• [Source document]
════════

Open MPI logo

Open MPI Development Mailing List Archives

  |   Home   |   Support   |   FAQ   |   all Development mailing list

Subject: Re: [OMPI devel] reduce_scatter bug with hierarch
From: George Bosilca (bosilca_at_[hidden])
Date: 2009-01-14 13:11:35


In case a parallel debugger is not available, I'm using mpirun
*blahblah* xterm -e gdb [app_name] and this works pretty well as long
as the ssh forward the X11 display.

   Hope this helps,
     george.

On Jan 14, 2009, at 13:04 , Edgar Gabriel wrote:

> I'm already debugging it. the good news is that it only seems to
> appear with trunk, with 1.3 (after copying the new tuned module
> over), all the tests pass.
>
> Now if somebody can tell me a trick on how to tell mpirun not kill
> the debugger under my feet, then I could even see where the problem
> occurs:-)

════════

• [Input for this task]
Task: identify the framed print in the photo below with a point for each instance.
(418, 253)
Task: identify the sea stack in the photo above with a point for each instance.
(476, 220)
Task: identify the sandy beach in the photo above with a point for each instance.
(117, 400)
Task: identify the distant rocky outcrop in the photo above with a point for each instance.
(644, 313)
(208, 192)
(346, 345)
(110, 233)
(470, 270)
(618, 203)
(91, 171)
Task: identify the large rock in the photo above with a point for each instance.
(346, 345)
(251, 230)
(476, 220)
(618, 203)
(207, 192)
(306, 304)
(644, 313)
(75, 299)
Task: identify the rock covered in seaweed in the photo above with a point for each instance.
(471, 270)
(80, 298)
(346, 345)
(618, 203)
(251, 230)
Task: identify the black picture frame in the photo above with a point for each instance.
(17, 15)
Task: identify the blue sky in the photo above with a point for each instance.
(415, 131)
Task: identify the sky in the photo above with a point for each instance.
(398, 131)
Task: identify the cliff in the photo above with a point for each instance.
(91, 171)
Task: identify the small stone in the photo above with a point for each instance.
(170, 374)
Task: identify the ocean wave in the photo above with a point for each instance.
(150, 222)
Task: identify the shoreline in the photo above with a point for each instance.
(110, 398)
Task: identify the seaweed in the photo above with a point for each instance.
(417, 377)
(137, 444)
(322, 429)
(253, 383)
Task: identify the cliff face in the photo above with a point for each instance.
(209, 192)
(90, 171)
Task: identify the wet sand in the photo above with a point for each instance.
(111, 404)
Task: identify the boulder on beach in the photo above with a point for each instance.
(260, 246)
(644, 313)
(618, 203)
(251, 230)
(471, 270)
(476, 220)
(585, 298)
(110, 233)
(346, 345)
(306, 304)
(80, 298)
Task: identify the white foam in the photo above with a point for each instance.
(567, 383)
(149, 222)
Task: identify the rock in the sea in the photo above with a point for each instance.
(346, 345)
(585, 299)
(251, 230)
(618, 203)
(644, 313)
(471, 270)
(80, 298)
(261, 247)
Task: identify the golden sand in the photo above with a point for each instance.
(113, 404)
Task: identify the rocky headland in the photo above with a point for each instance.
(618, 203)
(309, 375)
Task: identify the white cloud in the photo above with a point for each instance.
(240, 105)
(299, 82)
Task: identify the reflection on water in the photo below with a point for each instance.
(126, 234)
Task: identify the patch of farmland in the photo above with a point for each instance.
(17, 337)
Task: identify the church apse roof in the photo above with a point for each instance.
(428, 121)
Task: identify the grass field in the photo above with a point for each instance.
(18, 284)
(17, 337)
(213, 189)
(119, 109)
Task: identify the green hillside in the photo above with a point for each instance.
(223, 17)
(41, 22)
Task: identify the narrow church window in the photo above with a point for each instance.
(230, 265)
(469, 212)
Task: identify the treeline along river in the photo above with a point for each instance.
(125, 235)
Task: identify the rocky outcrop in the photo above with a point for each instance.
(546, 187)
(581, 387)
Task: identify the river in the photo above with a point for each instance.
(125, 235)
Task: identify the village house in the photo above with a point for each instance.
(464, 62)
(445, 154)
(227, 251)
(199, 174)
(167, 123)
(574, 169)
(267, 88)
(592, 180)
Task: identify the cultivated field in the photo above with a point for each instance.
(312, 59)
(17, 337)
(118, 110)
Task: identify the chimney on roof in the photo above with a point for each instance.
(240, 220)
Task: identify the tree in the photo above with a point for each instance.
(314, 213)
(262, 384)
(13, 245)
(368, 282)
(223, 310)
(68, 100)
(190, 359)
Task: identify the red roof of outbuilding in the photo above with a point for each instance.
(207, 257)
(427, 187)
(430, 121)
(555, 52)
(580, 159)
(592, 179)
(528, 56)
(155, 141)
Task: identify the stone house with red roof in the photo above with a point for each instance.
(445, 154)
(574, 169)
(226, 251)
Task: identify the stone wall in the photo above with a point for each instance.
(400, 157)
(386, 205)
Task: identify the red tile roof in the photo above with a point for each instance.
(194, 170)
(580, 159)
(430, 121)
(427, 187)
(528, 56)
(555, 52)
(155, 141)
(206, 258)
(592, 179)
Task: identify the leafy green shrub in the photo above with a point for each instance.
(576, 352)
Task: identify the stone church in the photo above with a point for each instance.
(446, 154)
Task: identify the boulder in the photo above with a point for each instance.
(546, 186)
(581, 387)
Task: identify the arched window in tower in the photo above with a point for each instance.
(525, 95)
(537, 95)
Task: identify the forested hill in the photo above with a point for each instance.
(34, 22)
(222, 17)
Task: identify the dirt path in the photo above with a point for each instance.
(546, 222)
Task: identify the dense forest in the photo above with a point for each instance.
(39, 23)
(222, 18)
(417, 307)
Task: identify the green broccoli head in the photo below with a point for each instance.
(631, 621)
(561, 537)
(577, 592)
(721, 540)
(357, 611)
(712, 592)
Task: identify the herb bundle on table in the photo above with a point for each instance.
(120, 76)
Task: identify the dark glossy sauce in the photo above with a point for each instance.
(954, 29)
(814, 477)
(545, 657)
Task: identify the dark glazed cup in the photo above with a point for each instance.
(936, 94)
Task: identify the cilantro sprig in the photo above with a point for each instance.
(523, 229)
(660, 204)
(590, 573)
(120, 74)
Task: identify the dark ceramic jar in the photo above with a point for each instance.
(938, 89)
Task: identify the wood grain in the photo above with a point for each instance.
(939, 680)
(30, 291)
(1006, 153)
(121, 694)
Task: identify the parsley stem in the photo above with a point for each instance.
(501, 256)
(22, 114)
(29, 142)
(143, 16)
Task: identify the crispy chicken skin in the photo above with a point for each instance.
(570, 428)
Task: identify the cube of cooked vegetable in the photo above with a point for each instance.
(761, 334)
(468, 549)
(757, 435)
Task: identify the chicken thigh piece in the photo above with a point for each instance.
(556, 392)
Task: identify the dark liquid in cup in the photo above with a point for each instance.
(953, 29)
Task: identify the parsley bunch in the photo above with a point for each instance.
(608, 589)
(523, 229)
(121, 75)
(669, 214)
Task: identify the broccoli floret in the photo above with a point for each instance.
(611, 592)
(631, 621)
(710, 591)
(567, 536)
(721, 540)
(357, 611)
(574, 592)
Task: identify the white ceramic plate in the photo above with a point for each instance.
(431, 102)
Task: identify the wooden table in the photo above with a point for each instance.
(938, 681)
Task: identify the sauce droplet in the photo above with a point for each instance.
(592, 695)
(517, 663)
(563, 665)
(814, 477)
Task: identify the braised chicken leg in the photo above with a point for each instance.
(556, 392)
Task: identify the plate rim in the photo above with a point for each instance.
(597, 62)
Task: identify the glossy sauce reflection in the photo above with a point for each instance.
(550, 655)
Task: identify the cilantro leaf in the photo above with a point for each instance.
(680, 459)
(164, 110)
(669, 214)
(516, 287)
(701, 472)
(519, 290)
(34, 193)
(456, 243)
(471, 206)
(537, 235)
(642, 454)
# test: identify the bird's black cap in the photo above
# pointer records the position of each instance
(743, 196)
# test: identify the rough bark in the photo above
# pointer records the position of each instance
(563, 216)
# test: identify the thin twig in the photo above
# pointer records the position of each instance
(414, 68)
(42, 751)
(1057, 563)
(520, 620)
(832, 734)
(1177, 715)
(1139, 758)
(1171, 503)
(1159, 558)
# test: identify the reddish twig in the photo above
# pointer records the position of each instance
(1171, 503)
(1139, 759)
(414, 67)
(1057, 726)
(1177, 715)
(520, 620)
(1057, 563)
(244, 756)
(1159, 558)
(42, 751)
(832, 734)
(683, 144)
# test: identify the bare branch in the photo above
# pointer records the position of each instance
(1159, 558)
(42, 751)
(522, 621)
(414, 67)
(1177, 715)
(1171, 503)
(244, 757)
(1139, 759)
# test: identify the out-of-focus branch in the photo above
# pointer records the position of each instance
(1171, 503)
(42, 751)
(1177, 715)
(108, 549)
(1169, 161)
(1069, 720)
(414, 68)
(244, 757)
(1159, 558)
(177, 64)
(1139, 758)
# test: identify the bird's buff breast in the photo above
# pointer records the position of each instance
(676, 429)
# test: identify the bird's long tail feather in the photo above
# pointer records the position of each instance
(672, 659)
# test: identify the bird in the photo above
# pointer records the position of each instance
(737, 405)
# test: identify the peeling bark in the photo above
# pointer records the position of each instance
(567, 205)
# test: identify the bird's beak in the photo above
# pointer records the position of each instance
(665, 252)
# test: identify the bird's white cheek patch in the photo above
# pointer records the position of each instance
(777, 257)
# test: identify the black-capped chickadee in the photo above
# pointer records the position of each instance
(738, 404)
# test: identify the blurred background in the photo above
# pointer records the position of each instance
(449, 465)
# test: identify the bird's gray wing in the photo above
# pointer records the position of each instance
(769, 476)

════════

• [Requirements]
[1] According to the mailing list message, with which version do all the tests pass?
[2] Write out again the lines of the listing, starting with the line containing "# test: identify the bird's gray" and going on through the last line of the listing, increasing every coordinate in the answers by 112.
The mailing list message and the listing are unrelated to each other.

• [Correct answers]
[1] With 1.3, after the new tuned module is copied over.

[2]
# test: identify the bird's gray wing in the photo above
# pointer records the position of each instance
(881, 588)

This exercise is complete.